#### EXERCISE:
Transcribe exactly the span of lines that begins the records and ends with the line holding "Draw the outline of every instance of the blue", both boundary lines included.

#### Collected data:
***
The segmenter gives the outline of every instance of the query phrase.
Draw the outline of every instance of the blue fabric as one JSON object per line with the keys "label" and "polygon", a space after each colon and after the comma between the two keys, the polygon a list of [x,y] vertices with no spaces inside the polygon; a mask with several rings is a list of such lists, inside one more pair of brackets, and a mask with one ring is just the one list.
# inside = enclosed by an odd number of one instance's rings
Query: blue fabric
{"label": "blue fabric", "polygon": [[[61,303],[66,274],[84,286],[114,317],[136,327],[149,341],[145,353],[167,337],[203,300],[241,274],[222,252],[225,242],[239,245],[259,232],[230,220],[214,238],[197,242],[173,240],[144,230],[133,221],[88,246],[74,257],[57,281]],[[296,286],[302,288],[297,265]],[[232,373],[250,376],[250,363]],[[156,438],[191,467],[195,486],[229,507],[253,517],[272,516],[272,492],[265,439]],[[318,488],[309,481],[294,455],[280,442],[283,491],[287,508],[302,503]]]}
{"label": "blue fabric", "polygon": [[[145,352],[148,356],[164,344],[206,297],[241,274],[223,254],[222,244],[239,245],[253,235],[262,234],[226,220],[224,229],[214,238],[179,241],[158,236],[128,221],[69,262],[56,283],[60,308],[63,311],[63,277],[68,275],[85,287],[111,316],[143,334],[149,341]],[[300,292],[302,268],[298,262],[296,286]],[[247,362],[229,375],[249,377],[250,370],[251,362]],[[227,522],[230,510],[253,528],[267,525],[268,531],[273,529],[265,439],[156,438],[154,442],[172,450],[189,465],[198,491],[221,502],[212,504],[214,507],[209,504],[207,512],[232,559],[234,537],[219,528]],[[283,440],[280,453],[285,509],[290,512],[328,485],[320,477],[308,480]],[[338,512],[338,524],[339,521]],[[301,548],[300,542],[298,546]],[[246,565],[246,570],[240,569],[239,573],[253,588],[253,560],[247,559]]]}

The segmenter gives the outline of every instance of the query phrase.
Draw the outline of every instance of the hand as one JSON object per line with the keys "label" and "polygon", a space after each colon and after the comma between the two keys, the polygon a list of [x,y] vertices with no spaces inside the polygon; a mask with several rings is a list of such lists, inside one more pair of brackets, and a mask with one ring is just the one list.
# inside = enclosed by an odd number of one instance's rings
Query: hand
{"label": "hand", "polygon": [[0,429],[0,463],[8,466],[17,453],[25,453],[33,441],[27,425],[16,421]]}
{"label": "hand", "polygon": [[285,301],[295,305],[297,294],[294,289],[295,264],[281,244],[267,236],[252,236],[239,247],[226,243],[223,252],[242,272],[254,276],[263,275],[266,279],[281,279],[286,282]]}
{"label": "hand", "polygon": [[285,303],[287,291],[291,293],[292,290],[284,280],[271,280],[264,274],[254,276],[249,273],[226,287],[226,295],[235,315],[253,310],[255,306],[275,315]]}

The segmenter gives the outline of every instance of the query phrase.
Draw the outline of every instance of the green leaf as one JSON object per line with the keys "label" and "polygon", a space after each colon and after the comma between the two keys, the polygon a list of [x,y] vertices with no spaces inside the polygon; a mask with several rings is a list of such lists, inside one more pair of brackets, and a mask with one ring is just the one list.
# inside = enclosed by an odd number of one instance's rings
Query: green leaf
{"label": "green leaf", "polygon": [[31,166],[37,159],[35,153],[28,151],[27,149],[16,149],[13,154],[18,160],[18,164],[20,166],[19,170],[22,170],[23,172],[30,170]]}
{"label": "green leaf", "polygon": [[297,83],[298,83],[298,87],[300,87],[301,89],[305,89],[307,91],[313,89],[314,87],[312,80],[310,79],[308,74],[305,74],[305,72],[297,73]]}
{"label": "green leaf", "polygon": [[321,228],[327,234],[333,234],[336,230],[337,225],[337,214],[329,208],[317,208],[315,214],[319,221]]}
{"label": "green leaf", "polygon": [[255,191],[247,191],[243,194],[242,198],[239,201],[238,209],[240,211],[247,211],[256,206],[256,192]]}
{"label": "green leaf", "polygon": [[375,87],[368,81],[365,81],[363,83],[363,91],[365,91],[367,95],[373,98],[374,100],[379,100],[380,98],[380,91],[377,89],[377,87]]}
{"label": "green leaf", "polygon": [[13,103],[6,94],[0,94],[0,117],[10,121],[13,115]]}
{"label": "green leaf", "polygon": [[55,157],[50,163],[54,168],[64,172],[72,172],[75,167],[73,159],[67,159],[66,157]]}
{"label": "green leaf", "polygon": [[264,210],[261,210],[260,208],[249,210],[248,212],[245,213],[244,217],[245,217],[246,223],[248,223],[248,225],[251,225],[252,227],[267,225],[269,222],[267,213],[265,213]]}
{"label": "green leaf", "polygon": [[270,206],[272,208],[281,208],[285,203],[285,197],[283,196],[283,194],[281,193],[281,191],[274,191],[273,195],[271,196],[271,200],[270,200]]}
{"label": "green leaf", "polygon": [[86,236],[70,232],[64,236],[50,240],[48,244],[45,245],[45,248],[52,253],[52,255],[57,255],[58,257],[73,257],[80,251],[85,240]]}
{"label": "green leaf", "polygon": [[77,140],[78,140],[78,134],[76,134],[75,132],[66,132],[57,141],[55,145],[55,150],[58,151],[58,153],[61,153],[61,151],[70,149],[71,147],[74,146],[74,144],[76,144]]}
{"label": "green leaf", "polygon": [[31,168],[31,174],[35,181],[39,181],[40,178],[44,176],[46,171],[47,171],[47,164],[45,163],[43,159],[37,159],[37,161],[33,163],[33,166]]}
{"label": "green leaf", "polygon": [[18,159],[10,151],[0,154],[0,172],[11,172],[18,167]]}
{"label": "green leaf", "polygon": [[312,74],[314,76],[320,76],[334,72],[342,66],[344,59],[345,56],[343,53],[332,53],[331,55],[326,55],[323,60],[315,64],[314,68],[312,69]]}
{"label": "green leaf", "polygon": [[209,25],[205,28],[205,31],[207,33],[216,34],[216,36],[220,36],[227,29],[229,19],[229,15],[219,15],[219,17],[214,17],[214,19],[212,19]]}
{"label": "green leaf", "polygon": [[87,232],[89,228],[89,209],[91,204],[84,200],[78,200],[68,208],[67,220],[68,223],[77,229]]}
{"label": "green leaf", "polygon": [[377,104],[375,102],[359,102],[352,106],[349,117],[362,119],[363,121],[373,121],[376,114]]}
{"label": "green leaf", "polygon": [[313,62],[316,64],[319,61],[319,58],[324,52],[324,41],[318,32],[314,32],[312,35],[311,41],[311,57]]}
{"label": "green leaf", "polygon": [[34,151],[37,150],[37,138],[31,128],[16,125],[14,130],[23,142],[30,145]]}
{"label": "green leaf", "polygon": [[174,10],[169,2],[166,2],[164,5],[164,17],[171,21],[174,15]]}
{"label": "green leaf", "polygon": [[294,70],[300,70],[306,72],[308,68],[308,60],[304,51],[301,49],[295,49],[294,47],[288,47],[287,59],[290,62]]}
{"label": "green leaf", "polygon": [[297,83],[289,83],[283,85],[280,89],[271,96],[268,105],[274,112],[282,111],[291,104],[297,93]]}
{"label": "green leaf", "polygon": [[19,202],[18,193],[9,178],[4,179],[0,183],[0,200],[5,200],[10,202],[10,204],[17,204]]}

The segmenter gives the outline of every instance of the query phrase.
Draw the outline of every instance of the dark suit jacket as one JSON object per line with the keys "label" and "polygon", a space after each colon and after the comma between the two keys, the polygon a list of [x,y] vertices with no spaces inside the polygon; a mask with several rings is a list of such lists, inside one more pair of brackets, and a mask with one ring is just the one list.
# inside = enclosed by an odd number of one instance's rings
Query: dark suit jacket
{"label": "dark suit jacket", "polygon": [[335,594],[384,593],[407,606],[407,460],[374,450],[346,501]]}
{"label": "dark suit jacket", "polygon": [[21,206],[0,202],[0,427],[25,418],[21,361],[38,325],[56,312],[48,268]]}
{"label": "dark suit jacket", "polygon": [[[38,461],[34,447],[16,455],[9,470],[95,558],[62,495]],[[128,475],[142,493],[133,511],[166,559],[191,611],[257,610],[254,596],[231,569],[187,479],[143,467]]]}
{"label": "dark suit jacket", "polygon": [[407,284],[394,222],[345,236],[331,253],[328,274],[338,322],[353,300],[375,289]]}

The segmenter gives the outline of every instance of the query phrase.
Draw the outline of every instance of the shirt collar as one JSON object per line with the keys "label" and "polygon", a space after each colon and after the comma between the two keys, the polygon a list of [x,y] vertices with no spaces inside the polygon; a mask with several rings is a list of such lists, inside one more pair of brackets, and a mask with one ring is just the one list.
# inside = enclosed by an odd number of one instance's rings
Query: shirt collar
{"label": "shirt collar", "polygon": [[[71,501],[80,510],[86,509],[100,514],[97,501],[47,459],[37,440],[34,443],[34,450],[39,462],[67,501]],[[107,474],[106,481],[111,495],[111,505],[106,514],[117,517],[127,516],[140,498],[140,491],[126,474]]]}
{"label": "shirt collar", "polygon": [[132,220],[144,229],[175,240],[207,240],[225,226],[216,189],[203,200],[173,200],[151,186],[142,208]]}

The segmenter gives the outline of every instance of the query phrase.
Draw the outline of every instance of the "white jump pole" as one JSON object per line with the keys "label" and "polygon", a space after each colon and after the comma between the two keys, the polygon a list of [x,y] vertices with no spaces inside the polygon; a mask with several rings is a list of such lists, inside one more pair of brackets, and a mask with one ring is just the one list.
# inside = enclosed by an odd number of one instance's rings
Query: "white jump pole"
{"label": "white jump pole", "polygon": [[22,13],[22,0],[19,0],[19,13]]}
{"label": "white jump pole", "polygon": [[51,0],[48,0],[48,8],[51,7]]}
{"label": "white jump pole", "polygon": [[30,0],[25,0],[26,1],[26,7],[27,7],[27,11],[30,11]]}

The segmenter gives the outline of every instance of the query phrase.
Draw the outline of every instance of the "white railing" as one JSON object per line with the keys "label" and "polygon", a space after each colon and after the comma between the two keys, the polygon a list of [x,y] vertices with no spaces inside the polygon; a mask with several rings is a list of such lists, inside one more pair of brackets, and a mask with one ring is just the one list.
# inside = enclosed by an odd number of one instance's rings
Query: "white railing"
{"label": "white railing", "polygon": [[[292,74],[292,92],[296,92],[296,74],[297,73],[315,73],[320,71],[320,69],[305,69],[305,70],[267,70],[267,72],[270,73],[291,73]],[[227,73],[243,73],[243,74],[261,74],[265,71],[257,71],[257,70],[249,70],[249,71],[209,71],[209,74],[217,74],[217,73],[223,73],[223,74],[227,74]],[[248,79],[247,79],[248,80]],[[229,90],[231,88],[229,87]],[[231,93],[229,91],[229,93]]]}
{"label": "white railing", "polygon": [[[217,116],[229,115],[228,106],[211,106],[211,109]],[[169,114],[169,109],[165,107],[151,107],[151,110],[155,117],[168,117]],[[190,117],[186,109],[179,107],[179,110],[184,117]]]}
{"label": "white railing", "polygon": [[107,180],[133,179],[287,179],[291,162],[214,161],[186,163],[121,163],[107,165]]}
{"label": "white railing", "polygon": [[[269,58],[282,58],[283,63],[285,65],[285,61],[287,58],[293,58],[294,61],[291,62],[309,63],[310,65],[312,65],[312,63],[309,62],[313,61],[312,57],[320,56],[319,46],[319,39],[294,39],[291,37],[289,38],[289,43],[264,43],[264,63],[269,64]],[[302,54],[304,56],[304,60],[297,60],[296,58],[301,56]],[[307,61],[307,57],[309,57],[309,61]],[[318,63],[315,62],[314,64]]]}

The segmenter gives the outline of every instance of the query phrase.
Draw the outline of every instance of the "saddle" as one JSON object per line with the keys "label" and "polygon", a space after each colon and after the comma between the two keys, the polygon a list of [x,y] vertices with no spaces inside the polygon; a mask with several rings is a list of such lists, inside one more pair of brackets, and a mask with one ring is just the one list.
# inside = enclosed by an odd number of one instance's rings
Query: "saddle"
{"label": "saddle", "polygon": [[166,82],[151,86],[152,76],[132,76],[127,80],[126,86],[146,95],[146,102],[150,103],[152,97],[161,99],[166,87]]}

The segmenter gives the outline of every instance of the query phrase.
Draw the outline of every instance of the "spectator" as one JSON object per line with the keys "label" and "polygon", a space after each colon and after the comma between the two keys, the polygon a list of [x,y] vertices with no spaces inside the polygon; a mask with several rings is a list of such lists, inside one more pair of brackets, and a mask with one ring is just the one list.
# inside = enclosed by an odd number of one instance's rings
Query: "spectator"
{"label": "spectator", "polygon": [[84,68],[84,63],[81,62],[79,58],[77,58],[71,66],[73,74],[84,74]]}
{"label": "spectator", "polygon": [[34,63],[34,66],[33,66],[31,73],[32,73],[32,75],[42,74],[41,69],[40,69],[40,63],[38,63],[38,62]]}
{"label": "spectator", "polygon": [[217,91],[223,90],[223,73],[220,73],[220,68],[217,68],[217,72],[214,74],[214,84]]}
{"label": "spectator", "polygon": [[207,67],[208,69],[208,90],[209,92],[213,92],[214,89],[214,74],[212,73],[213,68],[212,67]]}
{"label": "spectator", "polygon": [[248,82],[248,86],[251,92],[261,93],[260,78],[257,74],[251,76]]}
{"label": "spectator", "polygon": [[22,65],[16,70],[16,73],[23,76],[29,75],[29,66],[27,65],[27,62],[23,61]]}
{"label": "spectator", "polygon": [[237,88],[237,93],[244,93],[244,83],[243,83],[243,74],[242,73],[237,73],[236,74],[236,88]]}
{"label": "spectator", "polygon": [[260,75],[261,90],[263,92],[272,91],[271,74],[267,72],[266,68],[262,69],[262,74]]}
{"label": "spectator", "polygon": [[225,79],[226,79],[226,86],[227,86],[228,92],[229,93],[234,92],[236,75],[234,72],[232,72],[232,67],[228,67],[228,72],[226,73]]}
***
#### ANSWER BELOW:
The segmenter gives the outline of every instance of the query phrase.
Draw the outline of every instance of the blue fabric as one JSON object per line with the keys "label" and "polygon", a space after each colon and after the comma between the two keys, the polygon a list of [x,y] vertices with no spaces inside the polygon; a mask with several rings is a list of such lists, inside one more pair of brackets, and a mask with one ring is just the one list.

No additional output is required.